• GOAL OF THE EXERCISE: Each line from the one with "Objective — one marker per instance of the bird wing" through the last line of the records must be output exactly, both ends included.
Start of GIVEN RECORDS
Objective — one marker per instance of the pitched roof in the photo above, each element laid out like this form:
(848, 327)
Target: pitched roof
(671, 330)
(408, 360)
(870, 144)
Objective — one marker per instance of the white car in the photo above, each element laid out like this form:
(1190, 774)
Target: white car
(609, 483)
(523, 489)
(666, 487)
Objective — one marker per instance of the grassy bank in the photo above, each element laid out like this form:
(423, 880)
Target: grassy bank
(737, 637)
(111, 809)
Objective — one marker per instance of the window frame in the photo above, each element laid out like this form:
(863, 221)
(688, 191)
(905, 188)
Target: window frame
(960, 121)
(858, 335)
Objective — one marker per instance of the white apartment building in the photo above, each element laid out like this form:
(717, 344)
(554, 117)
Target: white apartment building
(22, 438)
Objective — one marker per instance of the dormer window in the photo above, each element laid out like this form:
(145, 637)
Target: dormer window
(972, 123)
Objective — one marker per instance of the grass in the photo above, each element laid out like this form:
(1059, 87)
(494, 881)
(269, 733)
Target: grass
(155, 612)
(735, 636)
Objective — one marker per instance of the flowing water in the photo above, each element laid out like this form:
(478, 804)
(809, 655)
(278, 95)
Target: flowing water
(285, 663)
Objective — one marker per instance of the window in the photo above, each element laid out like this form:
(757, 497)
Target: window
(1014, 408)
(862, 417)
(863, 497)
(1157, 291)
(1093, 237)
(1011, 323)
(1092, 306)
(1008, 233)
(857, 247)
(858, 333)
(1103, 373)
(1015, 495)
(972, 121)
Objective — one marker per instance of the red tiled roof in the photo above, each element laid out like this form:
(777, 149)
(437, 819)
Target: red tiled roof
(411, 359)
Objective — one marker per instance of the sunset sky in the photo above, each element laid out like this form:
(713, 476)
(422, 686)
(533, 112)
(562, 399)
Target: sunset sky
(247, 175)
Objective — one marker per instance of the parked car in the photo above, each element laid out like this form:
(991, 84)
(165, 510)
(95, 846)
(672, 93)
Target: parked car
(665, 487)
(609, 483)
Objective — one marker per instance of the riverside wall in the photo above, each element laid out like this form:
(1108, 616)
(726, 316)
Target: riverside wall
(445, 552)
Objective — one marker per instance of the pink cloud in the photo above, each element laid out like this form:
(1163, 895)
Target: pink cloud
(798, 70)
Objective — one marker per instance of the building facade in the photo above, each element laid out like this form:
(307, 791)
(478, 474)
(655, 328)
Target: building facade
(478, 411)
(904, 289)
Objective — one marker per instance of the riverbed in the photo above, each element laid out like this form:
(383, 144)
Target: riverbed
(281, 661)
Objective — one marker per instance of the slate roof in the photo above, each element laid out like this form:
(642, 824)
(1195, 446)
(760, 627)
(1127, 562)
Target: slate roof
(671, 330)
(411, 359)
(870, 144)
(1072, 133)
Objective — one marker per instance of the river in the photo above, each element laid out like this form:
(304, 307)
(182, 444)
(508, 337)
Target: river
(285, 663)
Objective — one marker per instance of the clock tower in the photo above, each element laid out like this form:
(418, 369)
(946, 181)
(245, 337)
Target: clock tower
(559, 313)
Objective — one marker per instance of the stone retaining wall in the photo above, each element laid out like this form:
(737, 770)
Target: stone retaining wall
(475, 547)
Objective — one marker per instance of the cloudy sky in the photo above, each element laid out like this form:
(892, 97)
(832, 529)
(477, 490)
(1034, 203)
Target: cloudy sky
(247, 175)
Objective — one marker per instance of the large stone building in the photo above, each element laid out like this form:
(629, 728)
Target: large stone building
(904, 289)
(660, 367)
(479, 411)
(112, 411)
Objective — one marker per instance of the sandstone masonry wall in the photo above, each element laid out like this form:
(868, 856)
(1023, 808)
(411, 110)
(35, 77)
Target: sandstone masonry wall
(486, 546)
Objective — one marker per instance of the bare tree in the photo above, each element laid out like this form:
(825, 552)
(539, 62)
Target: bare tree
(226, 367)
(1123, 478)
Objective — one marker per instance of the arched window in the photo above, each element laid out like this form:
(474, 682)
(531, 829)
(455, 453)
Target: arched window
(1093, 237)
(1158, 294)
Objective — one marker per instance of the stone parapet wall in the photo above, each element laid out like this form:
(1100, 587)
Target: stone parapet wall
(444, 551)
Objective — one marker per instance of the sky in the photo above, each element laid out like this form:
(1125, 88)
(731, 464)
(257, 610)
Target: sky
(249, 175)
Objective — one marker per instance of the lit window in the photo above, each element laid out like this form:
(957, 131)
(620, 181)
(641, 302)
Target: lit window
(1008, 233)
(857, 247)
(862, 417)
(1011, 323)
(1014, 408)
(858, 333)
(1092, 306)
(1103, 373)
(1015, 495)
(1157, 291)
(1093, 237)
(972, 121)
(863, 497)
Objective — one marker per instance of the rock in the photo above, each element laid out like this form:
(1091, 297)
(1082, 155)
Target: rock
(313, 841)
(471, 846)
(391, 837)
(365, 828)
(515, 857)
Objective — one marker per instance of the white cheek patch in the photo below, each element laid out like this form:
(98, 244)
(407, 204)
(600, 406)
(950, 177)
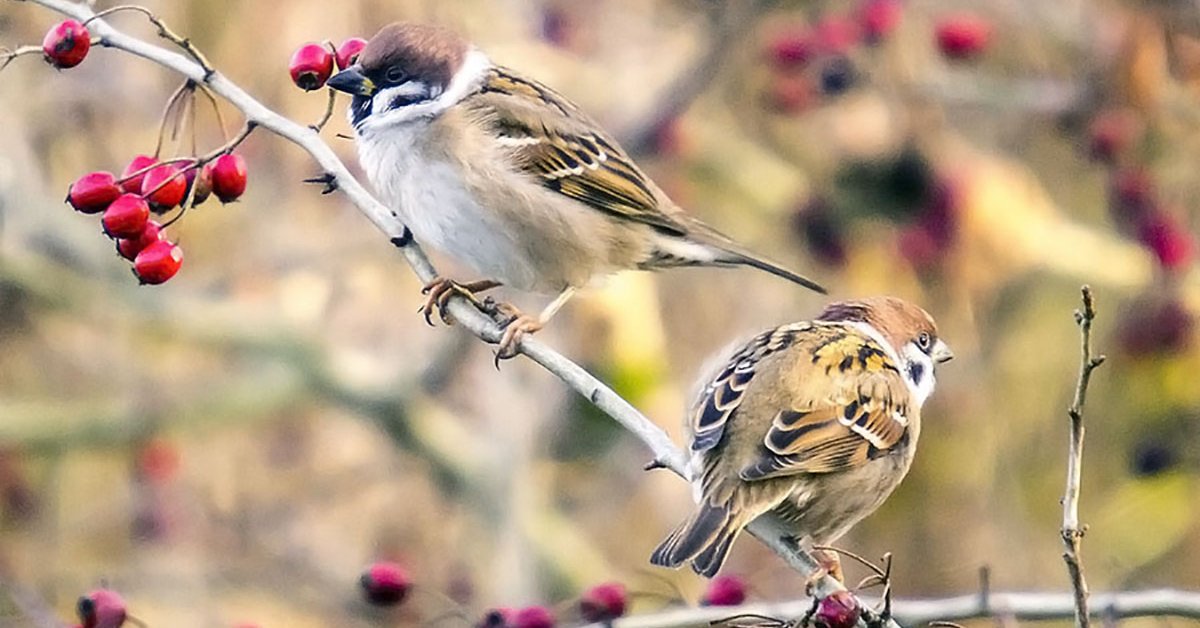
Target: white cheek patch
(405, 95)
(436, 101)
(918, 372)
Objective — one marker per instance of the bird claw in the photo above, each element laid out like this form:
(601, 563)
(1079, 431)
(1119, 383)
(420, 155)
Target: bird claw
(439, 292)
(516, 326)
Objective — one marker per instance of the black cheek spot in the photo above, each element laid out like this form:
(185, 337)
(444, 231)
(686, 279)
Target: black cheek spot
(916, 372)
(360, 107)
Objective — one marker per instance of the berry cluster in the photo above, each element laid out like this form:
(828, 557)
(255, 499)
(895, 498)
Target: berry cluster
(149, 186)
(814, 61)
(312, 64)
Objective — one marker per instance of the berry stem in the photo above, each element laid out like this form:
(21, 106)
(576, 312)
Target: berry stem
(137, 173)
(329, 112)
(163, 31)
(186, 88)
(7, 57)
(216, 111)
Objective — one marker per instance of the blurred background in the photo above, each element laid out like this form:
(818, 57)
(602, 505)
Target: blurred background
(237, 444)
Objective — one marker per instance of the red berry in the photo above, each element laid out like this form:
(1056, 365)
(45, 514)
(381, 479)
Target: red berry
(839, 609)
(604, 603)
(1110, 133)
(725, 591)
(348, 52)
(963, 36)
(879, 18)
(533, 617)
(202, 178)
(791, 95)
(165, 187)
(159, 262)
(1170, 243)
(93, 192)
(792, 48)
(66, 45)
(228, 177)
(101, 609)
(385, 584)
(130, 247)
(157, 460)
(139, 163)
(126, 216)
(1155, 326)
(311, 66)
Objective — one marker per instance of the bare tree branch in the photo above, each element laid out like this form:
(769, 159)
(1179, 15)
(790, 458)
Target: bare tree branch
(767, 528)
(1020, 606)
(1072, 531)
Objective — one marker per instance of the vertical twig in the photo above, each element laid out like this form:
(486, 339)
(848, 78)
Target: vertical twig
(1072, 531)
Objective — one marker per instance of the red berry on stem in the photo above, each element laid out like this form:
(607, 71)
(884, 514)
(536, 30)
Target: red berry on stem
(165, 187)
(66, 45)
(385, 584)
(348, 52)
(311, 66)
(533, 617)
(130, 247)
(604, 603)
(126, 216)
(725, 591)
(1110, 133)
(791, 48)
(963, 36)
(839, 609)
(93, 192)
(879, 18)
(159, 262)
(1170, 243)
(228, 177)
(202, 178)
(133, 184)
(791, 95)
(101, 609)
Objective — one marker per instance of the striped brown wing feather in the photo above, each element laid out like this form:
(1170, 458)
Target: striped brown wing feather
(723, 395)
(864, 416)
(553, 141)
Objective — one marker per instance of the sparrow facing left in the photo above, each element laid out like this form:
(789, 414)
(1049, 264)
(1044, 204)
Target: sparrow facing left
(509, 177)
(816, 422)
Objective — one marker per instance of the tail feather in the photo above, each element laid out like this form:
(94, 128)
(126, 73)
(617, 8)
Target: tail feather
(705, 539)
(738, 257)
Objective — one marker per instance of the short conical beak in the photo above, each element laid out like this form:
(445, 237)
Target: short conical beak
(352, 81)
(942, 352)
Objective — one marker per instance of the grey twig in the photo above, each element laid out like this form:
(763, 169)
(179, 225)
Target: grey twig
(1017, 606)
(766, 528)
(1072, 531)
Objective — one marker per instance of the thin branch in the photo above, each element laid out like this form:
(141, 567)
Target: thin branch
(1072, 531)
(1019, 606)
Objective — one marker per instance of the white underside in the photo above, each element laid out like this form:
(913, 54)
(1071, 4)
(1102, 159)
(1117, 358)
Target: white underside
(430, 196)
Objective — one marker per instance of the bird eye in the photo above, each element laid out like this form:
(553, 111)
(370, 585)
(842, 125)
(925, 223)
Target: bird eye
(395, 75)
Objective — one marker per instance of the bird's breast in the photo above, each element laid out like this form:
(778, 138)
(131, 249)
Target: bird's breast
(427, 192)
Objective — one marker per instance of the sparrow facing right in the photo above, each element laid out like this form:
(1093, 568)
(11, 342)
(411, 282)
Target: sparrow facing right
(509, 177)
(816, 422)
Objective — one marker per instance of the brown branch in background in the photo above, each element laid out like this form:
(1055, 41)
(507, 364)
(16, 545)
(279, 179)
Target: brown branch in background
(1072, 531)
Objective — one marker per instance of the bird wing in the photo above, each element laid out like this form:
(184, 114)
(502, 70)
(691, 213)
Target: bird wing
End of GIVEN RECORDS
• YOUR RESPONSE:
Objective — one marker per instance of the bird wing in the photo above, each element laid out like this form:
(184, 114)
(502, 70)
(691, 213)
Target: bird wing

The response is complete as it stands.